What is required: Extract the complete listing and output it unchanged.

▼

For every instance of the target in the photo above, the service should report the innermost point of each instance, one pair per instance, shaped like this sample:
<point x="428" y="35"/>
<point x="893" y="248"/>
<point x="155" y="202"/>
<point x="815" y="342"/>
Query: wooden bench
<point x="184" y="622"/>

▲

Written solution:
For every instance of the target in the photo above, the service should report the innermost point of each instance, one pair per instance, shaped like this sample:
<point x="428" y="35"/>
<point x="893" y="248"/>
<point x="155" y="202"/>
<point x="815" y="342"/>
Query: wooden bench
<point x="184" y="622"/>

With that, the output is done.